Task instructions | Rewrite the whole listing below, requests and all, increasing every bounding-box coordinate in the answers by 26.

Provided information |
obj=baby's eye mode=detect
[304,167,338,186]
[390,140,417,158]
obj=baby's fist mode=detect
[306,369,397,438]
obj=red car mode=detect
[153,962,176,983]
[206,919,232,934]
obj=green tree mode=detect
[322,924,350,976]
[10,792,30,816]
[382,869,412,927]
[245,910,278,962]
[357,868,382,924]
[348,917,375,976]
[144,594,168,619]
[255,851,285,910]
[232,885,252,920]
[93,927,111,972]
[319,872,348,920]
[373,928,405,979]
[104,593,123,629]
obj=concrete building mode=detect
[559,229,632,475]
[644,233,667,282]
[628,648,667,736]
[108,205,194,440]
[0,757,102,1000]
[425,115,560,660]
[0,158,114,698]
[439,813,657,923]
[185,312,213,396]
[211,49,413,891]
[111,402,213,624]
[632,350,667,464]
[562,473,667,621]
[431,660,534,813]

Task response |
obj=baby's eye mode=detect
[330,193,364,212]
[416,166,443,184]
obj=baby's fist mode=detect
[332,395,423,464]
obj=red car mode=detect
[179,988,202,1009]
[232,945,258,960]
obj=green tree mode=detect
[348,950,376,1002]
[36,818,56,842]
[408,895,438,953]
[271,936,304,988]
[383,894,408,950]
[374,943,401,1002]
[170,620,194,645]
[281,877,311,936]
[258,911,278,946]
[119,953,137,998]
[345,898,374,946]
[399,954,431,1005]
[130,619,149,655]
obj=concrete building mode=detect
[585,255,658,501]
[670,259,693,308]
[654,674,693,762]
[134,231,220,466]
[26,783,128,1026]
[451,141,586,686]
[26,184,140,724]
[465,839,683,949]
[211,338,239,422]
[237,75,439,917]
[137,428,239,650]
[658,376,693,490]
[588,499,693,647]
[457,686,560,839]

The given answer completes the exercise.